** WORK INSTRUCTIONS **
Locate each line in the items below that contains the string "colored" and copy those lines out.

** INPUT RECORDS **
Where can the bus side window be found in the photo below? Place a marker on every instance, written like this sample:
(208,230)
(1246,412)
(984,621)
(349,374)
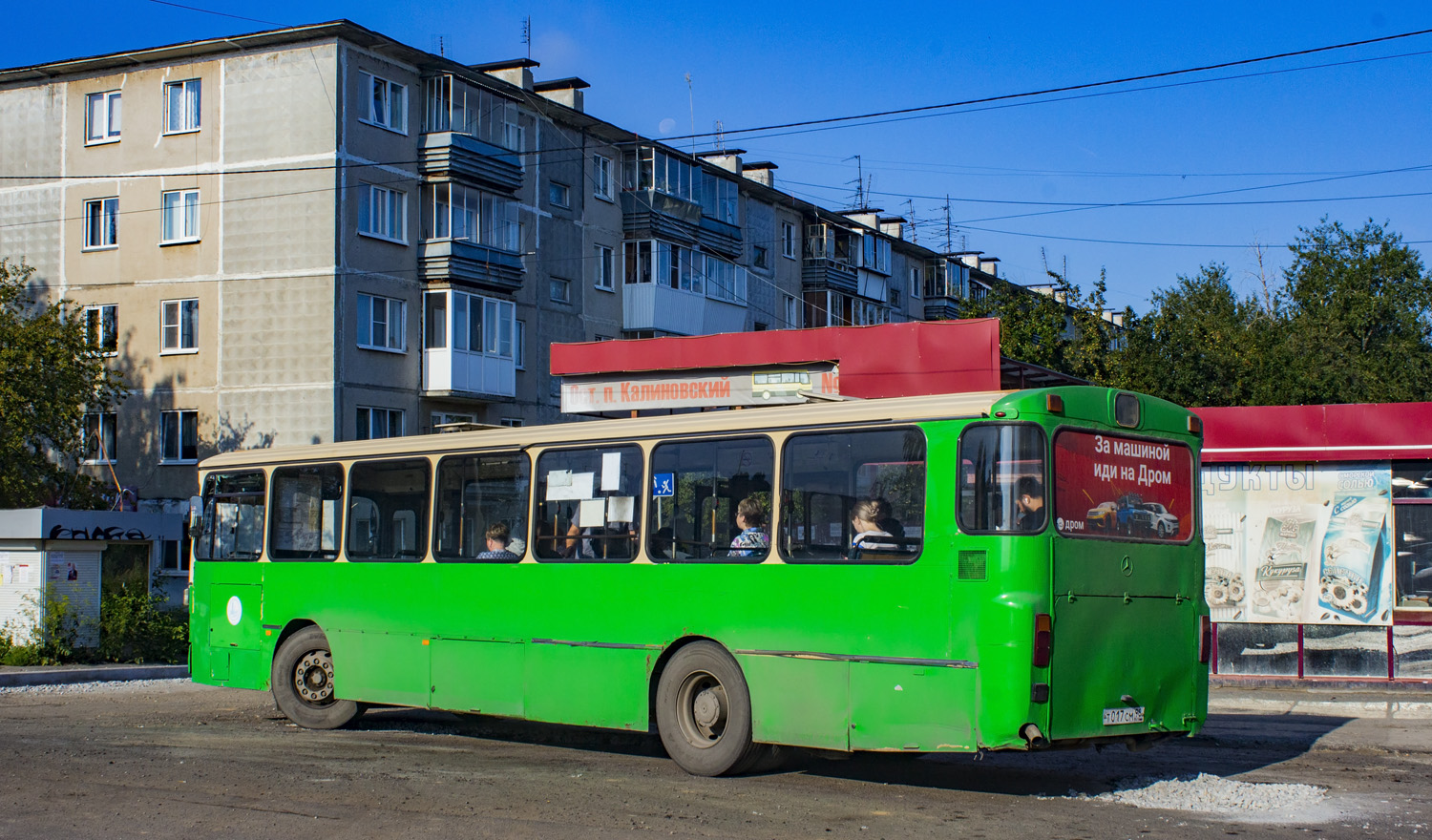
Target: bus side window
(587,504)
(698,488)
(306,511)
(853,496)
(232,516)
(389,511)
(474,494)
...
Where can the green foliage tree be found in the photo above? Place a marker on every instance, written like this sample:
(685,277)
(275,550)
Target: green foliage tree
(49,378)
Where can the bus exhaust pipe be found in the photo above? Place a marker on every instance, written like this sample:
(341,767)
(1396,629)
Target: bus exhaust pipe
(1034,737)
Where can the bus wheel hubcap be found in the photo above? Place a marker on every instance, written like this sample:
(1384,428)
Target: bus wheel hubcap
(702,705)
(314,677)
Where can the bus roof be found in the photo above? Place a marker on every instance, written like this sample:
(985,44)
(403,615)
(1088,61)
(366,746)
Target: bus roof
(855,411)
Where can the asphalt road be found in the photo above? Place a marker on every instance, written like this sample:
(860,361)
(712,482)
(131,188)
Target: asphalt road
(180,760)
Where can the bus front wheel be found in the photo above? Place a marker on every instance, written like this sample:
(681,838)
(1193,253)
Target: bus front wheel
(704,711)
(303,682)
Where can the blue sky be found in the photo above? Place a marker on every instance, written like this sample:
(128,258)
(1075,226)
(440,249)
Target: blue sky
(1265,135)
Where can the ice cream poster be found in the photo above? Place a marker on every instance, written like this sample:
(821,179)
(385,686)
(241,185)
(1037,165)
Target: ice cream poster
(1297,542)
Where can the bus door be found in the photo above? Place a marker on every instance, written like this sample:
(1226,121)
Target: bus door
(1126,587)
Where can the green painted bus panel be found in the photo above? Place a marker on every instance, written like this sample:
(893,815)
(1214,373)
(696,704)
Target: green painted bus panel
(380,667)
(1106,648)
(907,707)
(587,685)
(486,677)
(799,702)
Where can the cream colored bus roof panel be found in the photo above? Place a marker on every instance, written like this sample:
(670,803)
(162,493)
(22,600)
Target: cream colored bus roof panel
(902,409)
---
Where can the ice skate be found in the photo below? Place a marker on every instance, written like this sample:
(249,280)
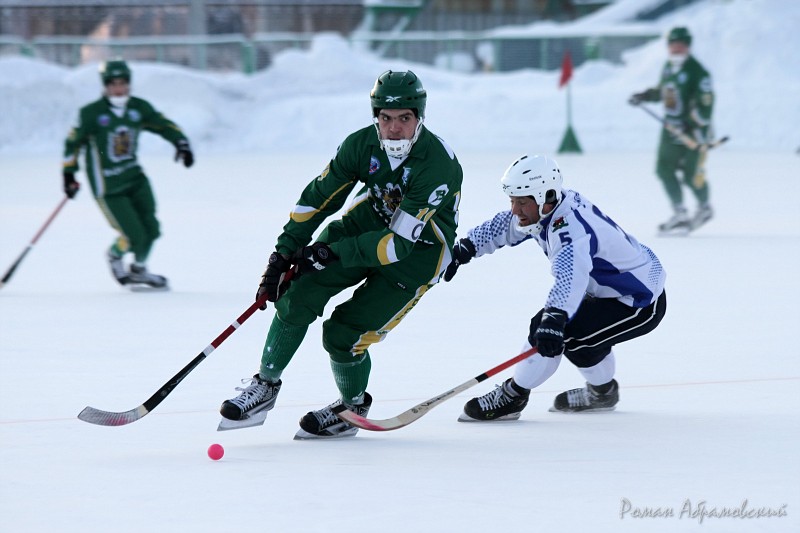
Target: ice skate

** SOLUTION FOR THIS TASK **
Where can the cream colored bus roof panel be found in the photo above? Place a marker on every instance, written like this sample:
Target: cream colored bus roof panel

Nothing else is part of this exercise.